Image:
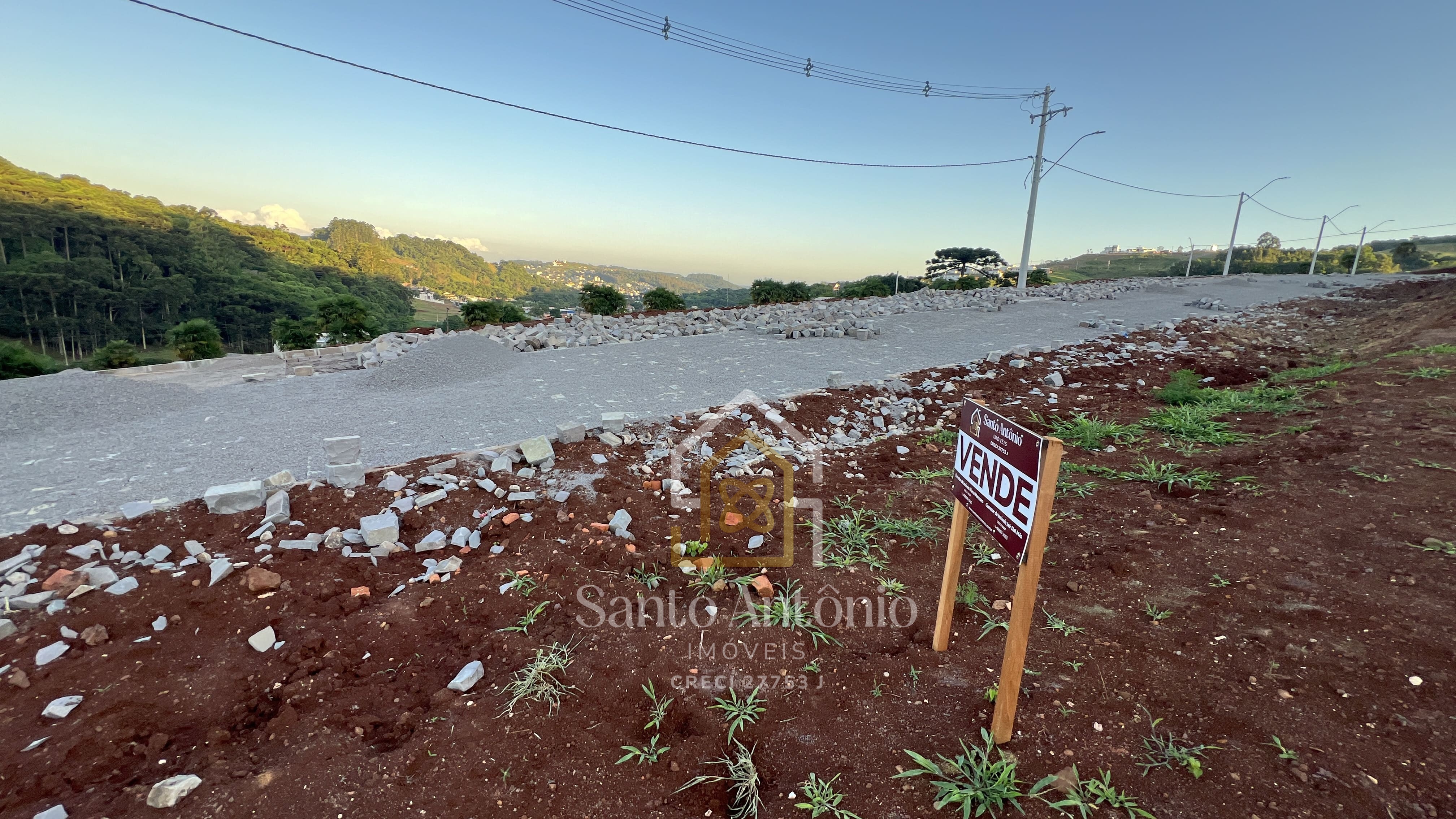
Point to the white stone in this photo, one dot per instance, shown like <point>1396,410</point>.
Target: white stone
* * *
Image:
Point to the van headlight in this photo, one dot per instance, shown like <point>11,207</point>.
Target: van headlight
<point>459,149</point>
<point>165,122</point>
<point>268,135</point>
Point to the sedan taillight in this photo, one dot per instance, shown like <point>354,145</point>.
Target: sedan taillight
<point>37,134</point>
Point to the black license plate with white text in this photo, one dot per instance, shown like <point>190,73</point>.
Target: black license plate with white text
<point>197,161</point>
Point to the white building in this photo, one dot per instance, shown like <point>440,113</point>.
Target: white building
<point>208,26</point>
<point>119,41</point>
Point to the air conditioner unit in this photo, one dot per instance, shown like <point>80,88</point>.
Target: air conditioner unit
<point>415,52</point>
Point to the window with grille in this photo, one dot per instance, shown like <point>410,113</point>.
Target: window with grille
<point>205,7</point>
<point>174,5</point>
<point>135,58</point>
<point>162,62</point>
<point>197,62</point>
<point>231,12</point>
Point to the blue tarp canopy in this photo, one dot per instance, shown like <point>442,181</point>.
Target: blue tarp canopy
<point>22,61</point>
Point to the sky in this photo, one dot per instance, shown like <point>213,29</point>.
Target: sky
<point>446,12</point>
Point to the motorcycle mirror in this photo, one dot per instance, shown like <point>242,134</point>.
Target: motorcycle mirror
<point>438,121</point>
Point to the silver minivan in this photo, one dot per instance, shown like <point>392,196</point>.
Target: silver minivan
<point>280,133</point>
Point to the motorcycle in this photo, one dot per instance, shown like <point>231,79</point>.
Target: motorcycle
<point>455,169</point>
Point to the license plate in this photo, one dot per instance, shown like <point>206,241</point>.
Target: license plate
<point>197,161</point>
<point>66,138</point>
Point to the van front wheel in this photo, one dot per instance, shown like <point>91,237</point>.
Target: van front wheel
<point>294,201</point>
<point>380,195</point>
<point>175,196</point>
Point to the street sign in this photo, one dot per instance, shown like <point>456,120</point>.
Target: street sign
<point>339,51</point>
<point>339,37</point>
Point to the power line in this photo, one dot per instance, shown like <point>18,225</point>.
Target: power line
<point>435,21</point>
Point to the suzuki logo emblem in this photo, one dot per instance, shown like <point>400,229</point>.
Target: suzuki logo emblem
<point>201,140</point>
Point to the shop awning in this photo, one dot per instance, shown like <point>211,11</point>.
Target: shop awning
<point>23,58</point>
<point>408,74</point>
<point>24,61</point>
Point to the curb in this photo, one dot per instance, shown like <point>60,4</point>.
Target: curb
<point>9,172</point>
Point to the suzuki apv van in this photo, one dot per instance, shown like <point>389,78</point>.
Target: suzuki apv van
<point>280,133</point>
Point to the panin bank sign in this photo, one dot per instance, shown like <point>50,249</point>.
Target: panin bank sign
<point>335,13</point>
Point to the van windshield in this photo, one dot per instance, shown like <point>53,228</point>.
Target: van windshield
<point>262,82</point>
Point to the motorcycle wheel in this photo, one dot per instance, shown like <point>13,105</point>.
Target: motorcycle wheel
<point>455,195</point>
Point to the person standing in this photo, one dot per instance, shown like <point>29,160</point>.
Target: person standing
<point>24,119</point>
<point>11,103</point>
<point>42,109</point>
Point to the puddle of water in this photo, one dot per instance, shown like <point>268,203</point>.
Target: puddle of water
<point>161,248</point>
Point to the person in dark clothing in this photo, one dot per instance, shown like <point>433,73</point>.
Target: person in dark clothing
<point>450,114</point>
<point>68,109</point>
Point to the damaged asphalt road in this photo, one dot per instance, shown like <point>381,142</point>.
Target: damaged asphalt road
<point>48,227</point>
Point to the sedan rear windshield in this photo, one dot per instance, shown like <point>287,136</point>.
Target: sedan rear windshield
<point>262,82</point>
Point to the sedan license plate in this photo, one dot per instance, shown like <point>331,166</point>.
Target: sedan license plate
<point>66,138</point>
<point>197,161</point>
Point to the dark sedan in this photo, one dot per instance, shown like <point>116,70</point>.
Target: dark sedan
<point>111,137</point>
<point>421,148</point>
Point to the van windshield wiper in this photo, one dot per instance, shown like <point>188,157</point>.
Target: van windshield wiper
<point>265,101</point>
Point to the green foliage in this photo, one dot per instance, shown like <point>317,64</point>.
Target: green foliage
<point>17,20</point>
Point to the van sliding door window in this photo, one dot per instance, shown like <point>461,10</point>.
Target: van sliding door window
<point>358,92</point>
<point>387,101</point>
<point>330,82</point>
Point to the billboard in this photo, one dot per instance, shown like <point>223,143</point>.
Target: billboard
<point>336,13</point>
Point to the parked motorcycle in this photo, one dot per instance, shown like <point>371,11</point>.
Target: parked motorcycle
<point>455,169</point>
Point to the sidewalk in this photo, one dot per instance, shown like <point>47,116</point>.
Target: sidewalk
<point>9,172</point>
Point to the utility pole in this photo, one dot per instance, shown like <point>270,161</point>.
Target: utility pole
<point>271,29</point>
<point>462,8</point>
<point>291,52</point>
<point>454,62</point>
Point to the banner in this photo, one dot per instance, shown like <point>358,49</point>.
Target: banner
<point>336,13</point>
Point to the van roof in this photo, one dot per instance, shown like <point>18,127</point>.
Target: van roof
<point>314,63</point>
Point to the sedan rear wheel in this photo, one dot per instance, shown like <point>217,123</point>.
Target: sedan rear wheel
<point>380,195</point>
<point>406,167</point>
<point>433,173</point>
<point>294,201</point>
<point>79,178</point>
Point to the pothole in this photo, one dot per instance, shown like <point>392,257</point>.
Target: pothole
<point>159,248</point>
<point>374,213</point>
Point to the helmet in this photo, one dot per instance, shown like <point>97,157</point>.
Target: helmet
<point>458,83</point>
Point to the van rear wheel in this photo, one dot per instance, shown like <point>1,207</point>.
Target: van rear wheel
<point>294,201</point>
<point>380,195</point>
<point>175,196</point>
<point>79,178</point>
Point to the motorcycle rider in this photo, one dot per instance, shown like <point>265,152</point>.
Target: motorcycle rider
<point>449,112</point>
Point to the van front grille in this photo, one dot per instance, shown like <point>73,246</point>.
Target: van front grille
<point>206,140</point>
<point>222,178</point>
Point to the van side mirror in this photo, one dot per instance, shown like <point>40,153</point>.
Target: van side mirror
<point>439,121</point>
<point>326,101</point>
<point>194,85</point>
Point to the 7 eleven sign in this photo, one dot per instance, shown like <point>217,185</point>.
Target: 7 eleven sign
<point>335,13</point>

**Exercise description:** Would you copy out exactly the lines above that start at the one containing "Point to the silver" and end at the one containing "Point to the van front wheel", inclusive?

**Written answer:**
Point to the silver minivan in this photo, one dot per instance, shown like <point>392,196</point>.
Target: silver minivan
<point>280,133</point>
Point to the motorcycle in this photo, one dot per instance, shown like <point>231,79</point>.
Target: motorcycle
<point>455,169</point>
Point to the license plate in this photo, one dot per instance, shown like <point>206,241</point>.
Target: license plate
<point>197,161</point>
<point>66,138</point>
Point to the van front wheel in this photo, one dot per instance, shown like <point>91,237</point>.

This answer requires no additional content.